EXERCISE BRIEF: Copy out every line of the rows below, but shift each point coordinate in the answers up by 33.

Items from a data source:

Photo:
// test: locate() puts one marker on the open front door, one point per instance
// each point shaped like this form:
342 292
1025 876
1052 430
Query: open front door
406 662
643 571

FULL ANSWER:
Photo:
// test: locate() puts one marker on the open front door, one point per instance
// each point shaped like this form:
342 292
1025 876
1052 430
Query: open front door
439 695
676 604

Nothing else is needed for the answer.